## Exercise aim
Please state in a single number how many lines of the entries below include the word "road".
*** Opening Excerpted data ***
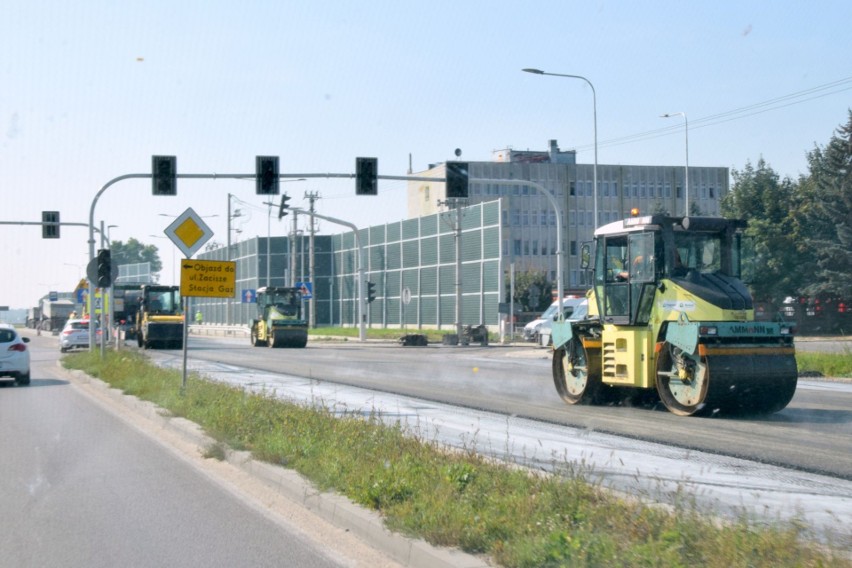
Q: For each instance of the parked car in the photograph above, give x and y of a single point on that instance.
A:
(76, 334)
(14, 355)
(533, 330)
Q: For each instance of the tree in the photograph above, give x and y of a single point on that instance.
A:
(763, 199)
(134, 252)
(532, 291)
(830, 214)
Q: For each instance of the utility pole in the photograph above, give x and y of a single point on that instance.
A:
(293, 249)
(453, 218)
(312, 197)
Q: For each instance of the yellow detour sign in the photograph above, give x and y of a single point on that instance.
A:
(208, 278)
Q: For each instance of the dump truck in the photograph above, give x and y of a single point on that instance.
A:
(671, 316)
(279, 321)
(160, 319)
(127, 301)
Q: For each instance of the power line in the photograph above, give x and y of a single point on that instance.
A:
(783, 101)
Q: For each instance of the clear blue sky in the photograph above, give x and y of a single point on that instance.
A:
(90, 90)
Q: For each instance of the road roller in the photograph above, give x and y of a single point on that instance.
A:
(671, 320)
(279, 321)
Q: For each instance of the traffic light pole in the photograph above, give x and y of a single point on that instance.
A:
(362, 312)
(252, 175)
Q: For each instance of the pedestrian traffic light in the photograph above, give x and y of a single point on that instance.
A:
(104, 268)
(282, 210)
(366, 176)
(164, 175)
(50, 224)
(457, 179)
(266, 174)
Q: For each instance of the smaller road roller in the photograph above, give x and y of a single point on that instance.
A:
(671, 320)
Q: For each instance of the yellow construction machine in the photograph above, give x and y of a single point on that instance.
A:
(160, 319)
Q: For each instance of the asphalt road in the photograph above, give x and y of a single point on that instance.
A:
(814, 433)
(82, 487)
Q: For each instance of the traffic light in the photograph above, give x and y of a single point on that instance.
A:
(266, 174)
(457, 179)
(104, 268)
(164, 175)
(50, 224)
(282, 209)
(366, 176)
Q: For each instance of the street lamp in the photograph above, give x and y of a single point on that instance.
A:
(269, 205)
(686, 171)
(595, 110)
(173, 255)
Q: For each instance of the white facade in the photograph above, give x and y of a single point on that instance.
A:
(529, 220)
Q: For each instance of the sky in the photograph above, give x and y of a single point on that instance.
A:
(90, 90)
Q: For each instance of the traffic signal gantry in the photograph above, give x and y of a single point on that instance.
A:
(104, 268)
(268, 175)
(366, 176)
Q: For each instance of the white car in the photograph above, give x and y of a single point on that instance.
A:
(14, 355)
(76, 334)
(573, 308)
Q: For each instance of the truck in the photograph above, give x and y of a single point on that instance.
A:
(160, 318)
(672, 320)
(33, 317)
(54, 314)
(279, 321)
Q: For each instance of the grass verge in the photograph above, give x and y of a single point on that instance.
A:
(459, 499)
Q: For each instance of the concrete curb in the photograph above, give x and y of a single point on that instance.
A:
(337, 510)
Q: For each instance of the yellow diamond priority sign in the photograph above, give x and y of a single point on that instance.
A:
(188, 232)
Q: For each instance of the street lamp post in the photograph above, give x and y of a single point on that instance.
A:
(686, 170)
(595, 111)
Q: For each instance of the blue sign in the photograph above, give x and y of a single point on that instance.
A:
(307, 289)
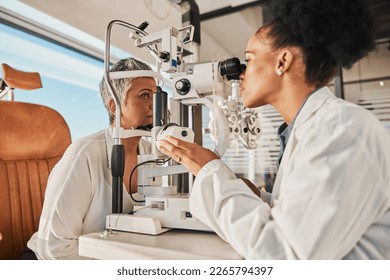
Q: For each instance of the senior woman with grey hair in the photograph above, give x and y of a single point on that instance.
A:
(78, 193)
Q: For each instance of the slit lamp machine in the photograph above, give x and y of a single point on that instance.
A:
(193, 84)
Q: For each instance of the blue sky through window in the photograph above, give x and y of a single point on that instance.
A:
(70, 80)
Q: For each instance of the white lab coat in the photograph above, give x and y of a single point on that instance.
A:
(78, 197)
(331, 197)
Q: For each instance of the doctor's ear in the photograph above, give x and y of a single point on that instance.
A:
(111, 105)
(283, 61)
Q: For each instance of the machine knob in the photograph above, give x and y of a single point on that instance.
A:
(183, 86)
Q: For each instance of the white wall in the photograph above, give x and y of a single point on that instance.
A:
(93, 16)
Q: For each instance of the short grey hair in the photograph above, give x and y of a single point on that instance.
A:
(120, 86)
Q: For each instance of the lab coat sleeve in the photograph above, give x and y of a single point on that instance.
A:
(235, 213)
(68, 196)
(331, 191)
(328, 198)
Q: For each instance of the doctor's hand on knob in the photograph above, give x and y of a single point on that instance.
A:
(191, 156)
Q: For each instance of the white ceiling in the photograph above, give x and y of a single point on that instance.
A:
(231, 31)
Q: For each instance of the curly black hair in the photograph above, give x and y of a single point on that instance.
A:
(329, 33)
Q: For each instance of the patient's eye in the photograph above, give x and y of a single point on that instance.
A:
(146, 95)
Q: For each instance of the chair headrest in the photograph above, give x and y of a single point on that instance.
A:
(31, 131)
(19, 79)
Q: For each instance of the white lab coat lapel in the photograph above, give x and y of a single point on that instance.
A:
(313, 103)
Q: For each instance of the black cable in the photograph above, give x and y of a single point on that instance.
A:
(156, 161)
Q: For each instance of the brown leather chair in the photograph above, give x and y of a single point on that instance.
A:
(32, 140)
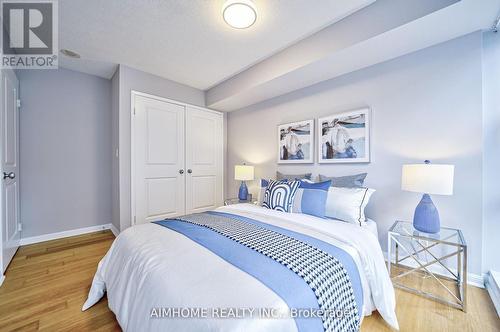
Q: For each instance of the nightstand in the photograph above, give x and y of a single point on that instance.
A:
(427, 255)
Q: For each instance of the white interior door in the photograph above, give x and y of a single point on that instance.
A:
(159, 177)
(204, 158)
(10, 167)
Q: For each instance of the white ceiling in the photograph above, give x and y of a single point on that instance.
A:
(186, 40)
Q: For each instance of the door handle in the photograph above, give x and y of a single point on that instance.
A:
(10, 175)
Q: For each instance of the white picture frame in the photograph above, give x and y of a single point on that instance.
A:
(296, 142)
(344, 137)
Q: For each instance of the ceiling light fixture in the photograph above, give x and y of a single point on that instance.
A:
(70, 53)
(239, 14)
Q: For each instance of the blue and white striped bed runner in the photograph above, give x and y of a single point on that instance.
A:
(305, 272)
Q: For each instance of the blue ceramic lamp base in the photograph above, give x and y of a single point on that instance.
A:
(243, 194)
(426, 217)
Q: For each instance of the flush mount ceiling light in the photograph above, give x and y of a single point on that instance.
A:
(70, 53)
(239, 14)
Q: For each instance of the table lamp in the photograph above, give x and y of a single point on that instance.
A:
(243, 173)
(428, 179)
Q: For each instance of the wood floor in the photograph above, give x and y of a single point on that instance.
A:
(47, 283)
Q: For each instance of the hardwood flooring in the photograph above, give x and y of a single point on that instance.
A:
(47, 283)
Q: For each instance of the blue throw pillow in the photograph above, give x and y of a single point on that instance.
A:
(349, 181)
(280, 195)
(311, 198)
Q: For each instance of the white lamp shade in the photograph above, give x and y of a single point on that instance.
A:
(428, 178)
(243, 172)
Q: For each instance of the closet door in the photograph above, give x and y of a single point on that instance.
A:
(204, 160)
(158, 153)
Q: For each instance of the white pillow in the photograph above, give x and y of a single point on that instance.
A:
(348, 204)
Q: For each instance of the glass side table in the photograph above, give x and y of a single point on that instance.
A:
(231, 201)
(410, 245)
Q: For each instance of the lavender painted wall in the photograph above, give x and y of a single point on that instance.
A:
(491, 157)
(426, 105)
(65, 151)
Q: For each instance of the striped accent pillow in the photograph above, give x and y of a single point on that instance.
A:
(279, 195)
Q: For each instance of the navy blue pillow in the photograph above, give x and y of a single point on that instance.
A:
(311, 198)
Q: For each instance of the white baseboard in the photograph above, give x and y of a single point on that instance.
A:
(472, 279)
(60, 235)
(492, 284)
(114, 230)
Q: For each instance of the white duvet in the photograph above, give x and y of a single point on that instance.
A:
(149, 266)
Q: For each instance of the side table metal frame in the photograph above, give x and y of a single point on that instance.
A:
(424, 245)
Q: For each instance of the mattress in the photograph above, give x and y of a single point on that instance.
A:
(152, 266)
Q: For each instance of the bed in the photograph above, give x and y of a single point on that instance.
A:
(151, 267)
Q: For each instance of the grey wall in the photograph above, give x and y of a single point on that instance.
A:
(65, 151)
(426, 105)
(115, 166)
(491, 157)
(132, 79)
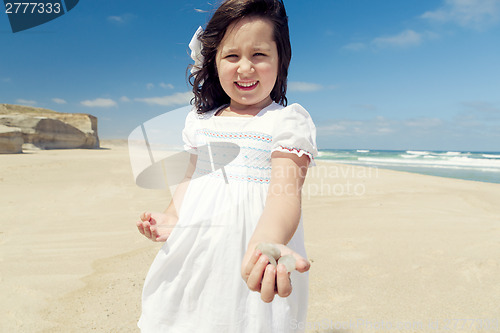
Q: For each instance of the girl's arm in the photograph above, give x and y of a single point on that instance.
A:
(158, 226)
(277, 224)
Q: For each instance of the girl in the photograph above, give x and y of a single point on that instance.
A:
(249, 157)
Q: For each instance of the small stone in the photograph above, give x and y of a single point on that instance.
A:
(288, 261)
(269, 250)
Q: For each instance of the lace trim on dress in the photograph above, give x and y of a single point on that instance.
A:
(297, 151)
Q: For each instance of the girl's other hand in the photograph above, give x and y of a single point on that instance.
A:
(156, 226)
(263, 277)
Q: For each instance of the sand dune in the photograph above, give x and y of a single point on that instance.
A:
(390, 251)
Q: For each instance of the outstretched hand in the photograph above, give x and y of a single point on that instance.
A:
(263, 277)
(156, 226)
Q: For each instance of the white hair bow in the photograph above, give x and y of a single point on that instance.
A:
(196, 46)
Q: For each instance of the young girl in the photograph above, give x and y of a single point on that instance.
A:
(249, 157)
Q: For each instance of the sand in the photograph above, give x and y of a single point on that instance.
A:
(390, 251)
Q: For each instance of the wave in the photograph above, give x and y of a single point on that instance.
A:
(454, 162)
(417, 152)
(490, 156)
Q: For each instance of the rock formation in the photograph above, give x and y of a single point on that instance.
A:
(11, 140)
(46, 129)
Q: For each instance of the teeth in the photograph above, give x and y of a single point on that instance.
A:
(246, 85)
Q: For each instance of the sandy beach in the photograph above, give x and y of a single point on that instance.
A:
(390, 251)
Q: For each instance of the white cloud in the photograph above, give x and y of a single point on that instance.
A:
(120, 19)
(59, 100)
(354, 46)
(303, 86)
(166, 85)
(99, 103)
(423, 122)
(404, 39)
(25, 101)
(467, 13)
(175, 99)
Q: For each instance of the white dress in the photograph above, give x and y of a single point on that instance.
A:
(194, 283)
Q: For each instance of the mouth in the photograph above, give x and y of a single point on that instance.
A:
(248, 85)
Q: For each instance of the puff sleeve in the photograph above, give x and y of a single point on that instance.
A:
(189, 132)
(295, 132)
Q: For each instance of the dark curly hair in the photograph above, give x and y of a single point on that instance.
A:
(208, 93)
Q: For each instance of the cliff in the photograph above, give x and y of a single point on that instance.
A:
(45, 129)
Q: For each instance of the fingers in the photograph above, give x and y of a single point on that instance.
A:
(250, 264)
(256, 274)
(283, 282)
(302, 265)
(147, 226)
(267, 289)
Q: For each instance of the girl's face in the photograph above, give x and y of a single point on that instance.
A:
(247, 63)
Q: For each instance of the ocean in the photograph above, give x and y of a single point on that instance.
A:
(477, 166)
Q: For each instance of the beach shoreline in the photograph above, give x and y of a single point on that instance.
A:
(385, 246)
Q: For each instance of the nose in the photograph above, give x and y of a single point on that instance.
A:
(245, 66)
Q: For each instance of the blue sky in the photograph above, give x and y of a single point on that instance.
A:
(392, 74)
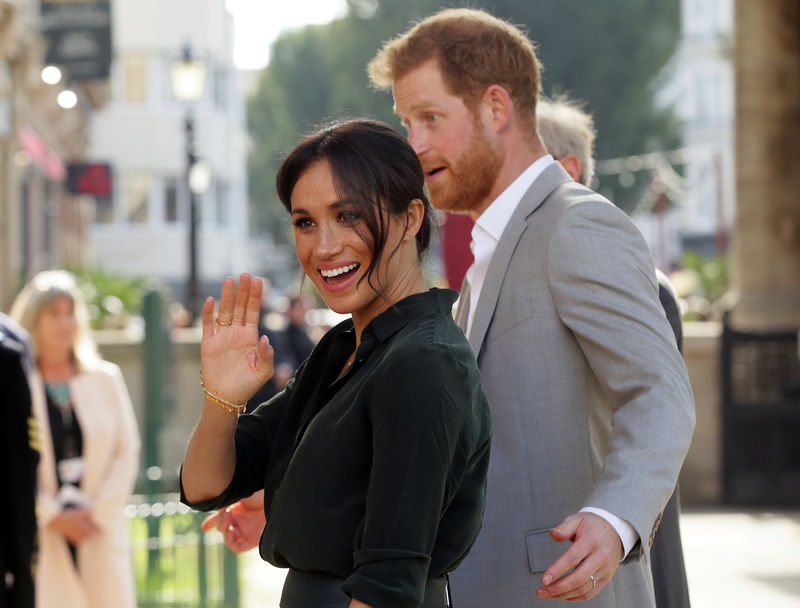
*** Closing Excerpted data ***
## Solved problem
3